__WHAT IS ASKED__
Write out the whole listing, matching it exactly.

__Contour labeling entries__
# # #
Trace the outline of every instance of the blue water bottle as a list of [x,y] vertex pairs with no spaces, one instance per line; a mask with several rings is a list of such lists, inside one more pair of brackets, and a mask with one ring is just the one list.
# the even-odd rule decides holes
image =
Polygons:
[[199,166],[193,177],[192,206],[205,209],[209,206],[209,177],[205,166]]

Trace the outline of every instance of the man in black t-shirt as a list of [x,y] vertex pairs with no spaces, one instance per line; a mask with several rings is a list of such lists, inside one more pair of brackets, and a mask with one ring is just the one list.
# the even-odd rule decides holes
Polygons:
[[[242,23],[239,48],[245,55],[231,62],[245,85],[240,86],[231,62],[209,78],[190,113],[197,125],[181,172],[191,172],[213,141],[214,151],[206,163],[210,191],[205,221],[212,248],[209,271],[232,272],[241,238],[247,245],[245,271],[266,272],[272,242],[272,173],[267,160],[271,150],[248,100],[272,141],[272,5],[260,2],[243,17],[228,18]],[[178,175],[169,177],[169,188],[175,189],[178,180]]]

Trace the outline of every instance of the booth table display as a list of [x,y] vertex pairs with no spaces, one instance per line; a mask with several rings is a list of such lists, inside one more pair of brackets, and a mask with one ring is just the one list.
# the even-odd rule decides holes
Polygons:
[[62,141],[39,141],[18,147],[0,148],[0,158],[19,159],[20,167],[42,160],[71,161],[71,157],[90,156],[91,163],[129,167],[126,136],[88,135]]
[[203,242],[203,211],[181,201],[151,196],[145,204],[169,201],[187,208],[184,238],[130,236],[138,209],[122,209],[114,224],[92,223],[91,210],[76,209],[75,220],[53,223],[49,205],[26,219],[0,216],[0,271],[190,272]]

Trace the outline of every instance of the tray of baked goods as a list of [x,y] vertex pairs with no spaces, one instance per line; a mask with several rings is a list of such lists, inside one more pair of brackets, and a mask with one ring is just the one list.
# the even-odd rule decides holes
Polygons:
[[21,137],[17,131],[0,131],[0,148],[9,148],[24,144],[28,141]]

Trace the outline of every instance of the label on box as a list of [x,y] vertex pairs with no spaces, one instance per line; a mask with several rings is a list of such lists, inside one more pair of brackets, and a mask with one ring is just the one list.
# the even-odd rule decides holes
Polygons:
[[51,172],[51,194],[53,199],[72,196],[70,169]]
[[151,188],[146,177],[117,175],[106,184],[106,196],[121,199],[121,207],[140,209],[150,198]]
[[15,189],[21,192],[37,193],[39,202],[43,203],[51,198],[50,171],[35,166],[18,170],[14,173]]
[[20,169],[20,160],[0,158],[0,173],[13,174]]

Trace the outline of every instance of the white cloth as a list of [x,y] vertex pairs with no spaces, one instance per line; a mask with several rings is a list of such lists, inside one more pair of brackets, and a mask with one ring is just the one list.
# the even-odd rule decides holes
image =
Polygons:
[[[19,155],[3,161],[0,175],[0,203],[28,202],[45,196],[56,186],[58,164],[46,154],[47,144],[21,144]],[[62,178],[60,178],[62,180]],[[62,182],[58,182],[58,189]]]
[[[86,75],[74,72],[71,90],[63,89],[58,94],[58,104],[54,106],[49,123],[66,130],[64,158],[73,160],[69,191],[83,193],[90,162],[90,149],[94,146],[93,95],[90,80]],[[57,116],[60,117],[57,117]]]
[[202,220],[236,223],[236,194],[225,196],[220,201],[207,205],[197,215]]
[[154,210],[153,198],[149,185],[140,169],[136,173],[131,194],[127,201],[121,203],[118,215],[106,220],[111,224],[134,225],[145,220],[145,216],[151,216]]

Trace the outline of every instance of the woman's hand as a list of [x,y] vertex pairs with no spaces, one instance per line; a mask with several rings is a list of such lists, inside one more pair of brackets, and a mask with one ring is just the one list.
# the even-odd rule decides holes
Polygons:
# # #
__SOLUTION__
Trace the outline of every instance of the blue water bottle as a list of [x,y] vertex pairs with no spaces, one instance per line; a mask with several rings is a list of such lists, inside one more pair of brackets, and a mask with one ring is just the one list.
# the even-odd rule decides holes
image =
Polygons:
[[199,166],[193,177],[192,206],[205,209],[209,206],[209,177],[205,166]]

Trace the outline of every instance of the man in black t-shirt as a list of [x,y] vertex pairs with no spaces, one instance per line; a mask with several rings is a list of such lists, inside one more pair of brackets, and a mask with one ring is just the one list.
# the even-odd rule decides holes
Polygons:
[[[242,23],[239,48],[245,55],[231,62],[245,85],[240,86],[231,62],[209,78],[190,113],[197,125],[181,172],[191,172],[213,141],[214,151],[206,163],[210,191],[205,221],[212,248],[209,271],[232,272],[241,238],[247,245],[245,271],[266,272],[272,242],[272,173],[267,160],[271,150],[248,100],[272,141],[272,5],[260,2],[243,17],[228,18]],[[178,175],[169,177],[169,188],[175,189],[178,180]]]

Trace the outline of every instance of the booth table display as a list of [x,y] vertex pairs with no spaces, one instance per line; a mask with several rings is a list of such lists, inside one more pair of brackets, and a mask with one ring is just the one list.
# the even-odd rule decides holes
Polygons:
[[62,141],[39,141],[18,147],[0,148],[0,158],[19,159],[20,167],[42,160],[71,161],[71,157],[90,156],[91,163],[129,167],[126,136],[88,135]]
[[203,242],[203,211],[181,201],[151,196],[145,204],[169,201],[187,208],[184,238],[130,236],[138,209],[122,209],[114,224],[92,223],[91,210],[76,209],[75,220],[53,223],[49,205],[26,219],[0,216],[0,271],[190,272]]

Trace the outline of every instance of the tray of baked goods as a list of [x,y] vertex pairs with no spaces, one instance per line; a mask with several rings is a list of such lists, inside one more pair of brackets, and a mask with one ring is just the one list.
# the even-odd rule decides holes
Polygons:
[[21,137],[17,131],[0,131],[0,148],[9,148],[24,144],[28,141]]

Trace the outline of every instance of the label on box as a list of [x,y] vertex pairs with no spaces, one instance per line; a mask with several rings is a list of such lists, inside one more pair of brackets, and a mask with one ring is just the one list.
# the even-odd rule decides holes
Polygons:
[[51,172],[51,194],[53,199],[72,196],[70,169]]
[[151,188],[146,177],[117,175],[106,184],[106,196],[121,199],[121,207],[140,209],[150,198]]
[[15,189],[21,192],[37,193],[39,202],[43,203],[51,198],[50,171],[35,166],[18,170],[14,173]]
[[20,169],[20,160],[0,158],[0,173],[13,174]]

Trace the outline of every instance of the white cloth as a list of [x,y] vertex pairs with no spaces, one instance per line; a mask with several rings is a list of such lists, inside one more pair of brackets, and a mask with one ring is just the one list.
# the even-odd rule decides holes
image =
Polygons:
[[[19,155],[3,161],[0,175],[0,203],[28,202],[45,196],[56,186],[58,164],[46,154],[47,144],[21,144]],[[62,178],[60,178],[62,180]],[[62,182],[58,182],[58,189]]]
[[[86,75],[74,72],[71,90],[63,89],[58,94],[58,104],[54,106],[49,123],[66,130],[64,158],[73,160],[69,191],[83,193],[90,162],[90,149],[94,146],[93,95],[90,80]],[[57,116],[60,117],[57,117]]]
[[202,220],[236,223],[236,194],[225,196],[220,201],[207,205],[197,215]]
[[154,210],[153,198],[149,185],[140,169],[136,173],[131,194],[127,201],[121,203],[118,215],[106,220],[111,224],[134,225],[145,220],[145,216],[151,216]]

Trace the outline of every instance of the woman's hand as a list of [x,y] vertex pairs with no spaces, one instance per line; a mask with several rings is a list of such lists, inside one more pair of brackets, and a mask with one ring is just the one list.
# the even-odd rule decides holes
Polygons:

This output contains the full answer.